▸ Texte à étudier:
▬▬▬▬▬▬
Contrairement au kinésithérapeute non spécialiste qui sera appelé «quand il n’y a plus d’autre solution», Anne-Florence Planté participe au soin du patient en amont. «On me demande souvent un bilan préopératoire, comme pour une prostatectomie, ou un bilan pré-partum. Parfois, on me demande de donner mon avis sur la nécessité d’une chirurgie pour corriger l’incontinence d’une patiente. La complicité avec le médecin est très importante si l’on veut que le patient arrive en toute confiance.» Ainsi arrive-t-elle à réaliser «le miracle» que lui demande un médecin pour cette patiente qui, guérie d’un cancer, retrouve la continence totale avec une vessie de remplacement. «C’est ce que l’on appelle un transfert positif, résume-t-elle. En tant que kiné, nous n’avons pas seulement un rôle technique, mais une écoute spécifique.Pour le patient, il ne doit pas y avoir de place laissée à l’anxiété.» Lorsqu’elle découvre, devant le cas d’un patient, une nouvelle technique opératoire pour le cancer de la vessie, elle prend la peine de rappeler l’urologue pour lui demander des détails techniques.
Oser demander des informations, mais aussi oser présenter sa spécialité, un besoin avec l’arrivée du médecin traitant. «Nous le ressentons aujourd’hui: les différents spécialistes font suivre une baisse de prescription. Je pense qu’il est nécessaire d’envisager des formations binômes avec les médecins généralistes qui n’ont pas forcément la notion de spécialisation des kinés, suggère Anne-Florence Planté. Les médecins devraient pouvoir s’appuyer sur un réseau ou sur un listing de professionnels.»
Travailler en toute confiance.
Pour le Dr Christine Vahrat, gynécologue-obstétricienne, le recours au kinésithérapeute comme le travail en équipe sont des évidences. «Parce que j’aime suivre mes patientes, j’ai des relations privilégiées avec mes correspondants, dit-elle. Pour une rééducation périnéale classique, je conseille à mes patientes de choisir plutôt un kiné en fonction du quartier. Mais s’il y a un problème spécifique, je préfère appeler moi-même le kiné. C’est un confort extraordinaire pour mes patientes et pour moi. Je me sens beaucoup plus en confiance. Avec Anne-Florence Planté, nous nous rencontrons environ une fois par trimestre pour parler de nos patientes. Pour moi, il n’y a pas de notion hiérarchique: c’est un travail transversal, nous sommes dans l’échange.»
▬▬▬▬▬▬
▸ Consignes de travail:
**a.** Répondez à ces questions sur l'extrait :
(i) Quelle intervention est citée en exemple de bilan préopératoire ?
(ii) Quel type de formations Anne-Florence Planté propose-t-elle d'envisager avec les médecins généralistes ?
(iii) À quelle fréquence le Dr Christine Vahrat et Anne-Florence Planté se rencontrent-elles pour parler de leurs patientes ?
**b.** Recopiez sans rien modifier le passage de l'extrait qui va de « Oser demander des » jusqu'à « Travailler en toute confiance. ».

▸ Données à analyser:
▬▬▬▬▬▬
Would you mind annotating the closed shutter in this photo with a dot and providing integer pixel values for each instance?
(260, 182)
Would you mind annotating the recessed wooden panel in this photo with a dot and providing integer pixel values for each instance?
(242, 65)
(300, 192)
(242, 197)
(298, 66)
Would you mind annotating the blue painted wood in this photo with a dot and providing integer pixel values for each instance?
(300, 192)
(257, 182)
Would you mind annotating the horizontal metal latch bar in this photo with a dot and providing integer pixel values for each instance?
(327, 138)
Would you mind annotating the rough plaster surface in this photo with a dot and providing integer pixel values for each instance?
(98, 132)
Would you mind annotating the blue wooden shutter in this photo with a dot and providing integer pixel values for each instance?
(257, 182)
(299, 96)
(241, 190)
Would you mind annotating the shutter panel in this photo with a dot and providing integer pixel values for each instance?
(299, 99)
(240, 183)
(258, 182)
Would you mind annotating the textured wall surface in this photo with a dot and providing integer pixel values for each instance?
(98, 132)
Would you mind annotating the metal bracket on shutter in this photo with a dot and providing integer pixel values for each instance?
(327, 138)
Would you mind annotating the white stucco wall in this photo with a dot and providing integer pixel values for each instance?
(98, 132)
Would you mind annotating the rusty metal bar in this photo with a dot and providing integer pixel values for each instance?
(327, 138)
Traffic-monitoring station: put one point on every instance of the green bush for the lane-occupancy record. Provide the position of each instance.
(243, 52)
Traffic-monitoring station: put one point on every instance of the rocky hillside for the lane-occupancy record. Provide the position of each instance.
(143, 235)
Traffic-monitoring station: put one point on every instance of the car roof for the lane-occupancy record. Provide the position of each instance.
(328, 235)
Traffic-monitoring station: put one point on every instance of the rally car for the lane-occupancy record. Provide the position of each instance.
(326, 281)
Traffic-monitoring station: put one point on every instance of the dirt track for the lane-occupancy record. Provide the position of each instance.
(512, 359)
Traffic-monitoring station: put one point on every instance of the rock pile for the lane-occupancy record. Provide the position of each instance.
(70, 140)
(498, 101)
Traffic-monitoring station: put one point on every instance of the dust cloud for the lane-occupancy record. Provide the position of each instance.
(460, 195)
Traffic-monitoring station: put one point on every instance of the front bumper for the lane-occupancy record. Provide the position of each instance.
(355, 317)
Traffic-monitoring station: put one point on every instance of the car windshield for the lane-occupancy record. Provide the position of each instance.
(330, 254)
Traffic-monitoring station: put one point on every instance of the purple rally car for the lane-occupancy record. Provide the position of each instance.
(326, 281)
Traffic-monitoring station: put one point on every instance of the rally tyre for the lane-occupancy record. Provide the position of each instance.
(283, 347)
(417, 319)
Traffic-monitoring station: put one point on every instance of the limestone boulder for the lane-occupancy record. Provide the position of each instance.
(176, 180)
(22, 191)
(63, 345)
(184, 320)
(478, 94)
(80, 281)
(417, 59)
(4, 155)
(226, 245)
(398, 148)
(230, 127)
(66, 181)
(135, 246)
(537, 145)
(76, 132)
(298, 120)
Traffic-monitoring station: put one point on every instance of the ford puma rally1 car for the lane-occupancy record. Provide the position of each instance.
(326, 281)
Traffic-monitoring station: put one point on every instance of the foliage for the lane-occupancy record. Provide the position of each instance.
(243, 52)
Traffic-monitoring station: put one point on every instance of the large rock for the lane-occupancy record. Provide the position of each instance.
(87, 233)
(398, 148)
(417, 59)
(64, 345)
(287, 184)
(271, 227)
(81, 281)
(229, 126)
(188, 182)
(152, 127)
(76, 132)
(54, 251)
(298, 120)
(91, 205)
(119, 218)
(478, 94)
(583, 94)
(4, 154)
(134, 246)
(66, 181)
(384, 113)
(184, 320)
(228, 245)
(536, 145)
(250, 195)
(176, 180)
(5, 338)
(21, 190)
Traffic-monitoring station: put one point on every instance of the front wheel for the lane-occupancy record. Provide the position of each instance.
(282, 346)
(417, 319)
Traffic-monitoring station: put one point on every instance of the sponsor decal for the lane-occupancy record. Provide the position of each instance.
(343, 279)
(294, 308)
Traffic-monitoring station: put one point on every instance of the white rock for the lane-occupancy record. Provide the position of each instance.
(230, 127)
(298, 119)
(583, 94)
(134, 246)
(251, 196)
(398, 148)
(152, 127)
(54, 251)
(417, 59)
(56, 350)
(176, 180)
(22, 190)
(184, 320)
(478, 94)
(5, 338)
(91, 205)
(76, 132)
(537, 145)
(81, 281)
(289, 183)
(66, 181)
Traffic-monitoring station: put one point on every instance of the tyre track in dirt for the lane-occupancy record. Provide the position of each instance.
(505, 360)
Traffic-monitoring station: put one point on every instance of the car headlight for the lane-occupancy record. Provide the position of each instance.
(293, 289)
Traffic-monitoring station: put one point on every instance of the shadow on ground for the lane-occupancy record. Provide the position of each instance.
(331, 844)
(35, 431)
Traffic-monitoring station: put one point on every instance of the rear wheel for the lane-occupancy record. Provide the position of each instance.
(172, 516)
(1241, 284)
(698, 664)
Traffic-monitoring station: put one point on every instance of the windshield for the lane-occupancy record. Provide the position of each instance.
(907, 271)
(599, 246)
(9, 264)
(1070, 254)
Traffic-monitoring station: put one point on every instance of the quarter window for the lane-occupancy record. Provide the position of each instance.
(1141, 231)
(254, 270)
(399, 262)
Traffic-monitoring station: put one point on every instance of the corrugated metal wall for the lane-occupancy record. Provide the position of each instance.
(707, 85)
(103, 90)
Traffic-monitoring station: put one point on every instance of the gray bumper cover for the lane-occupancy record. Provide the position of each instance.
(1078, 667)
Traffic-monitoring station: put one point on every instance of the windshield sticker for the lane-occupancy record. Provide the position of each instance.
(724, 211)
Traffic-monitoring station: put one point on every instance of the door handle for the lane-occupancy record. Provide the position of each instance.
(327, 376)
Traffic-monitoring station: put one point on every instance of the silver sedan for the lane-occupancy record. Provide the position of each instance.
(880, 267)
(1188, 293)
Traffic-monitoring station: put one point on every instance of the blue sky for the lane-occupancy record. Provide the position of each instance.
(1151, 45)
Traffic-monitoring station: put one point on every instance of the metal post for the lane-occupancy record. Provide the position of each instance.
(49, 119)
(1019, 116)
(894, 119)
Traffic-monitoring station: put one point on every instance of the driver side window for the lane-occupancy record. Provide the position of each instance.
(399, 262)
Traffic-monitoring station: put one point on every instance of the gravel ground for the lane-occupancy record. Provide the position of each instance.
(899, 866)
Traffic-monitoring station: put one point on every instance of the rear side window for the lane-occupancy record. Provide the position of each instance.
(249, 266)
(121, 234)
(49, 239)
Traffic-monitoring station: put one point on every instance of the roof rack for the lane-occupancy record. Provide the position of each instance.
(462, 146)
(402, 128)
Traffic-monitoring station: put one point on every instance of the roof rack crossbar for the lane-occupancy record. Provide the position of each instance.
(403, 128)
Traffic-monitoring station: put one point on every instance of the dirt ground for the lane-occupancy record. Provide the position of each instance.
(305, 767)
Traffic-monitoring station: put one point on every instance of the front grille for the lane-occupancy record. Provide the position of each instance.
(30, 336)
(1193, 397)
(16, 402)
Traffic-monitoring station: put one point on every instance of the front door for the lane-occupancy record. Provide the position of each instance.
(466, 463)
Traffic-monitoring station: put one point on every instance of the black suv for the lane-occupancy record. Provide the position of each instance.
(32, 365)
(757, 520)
▬▬▬▬▬▬
▸ Résultats des exercices:
**a.**
(i) Une prostatectomie.
(ii) Des formations binômes.
(iii) Environ une fois par trimestre.

**b.**
Oser demander des informations, mais aussi oser présenter sa spécialité, un besoin avec l’arrivée du médecin traitant. «Nous le ressentons aujourd’hui: les différents spécialistes font suivre une baisse de prescription. Je pense qu’il est nécessaire d’envisager des formations binômes avec les médecins généralistes qui n’ont pas forcément la notion de spécialisation des kinés, suggère Anne-Florence Planté. Les médecins devraient pouvoir s’appuyer sur un réseau ou sur un listing de professionnels.»
Travailler en toute confiance.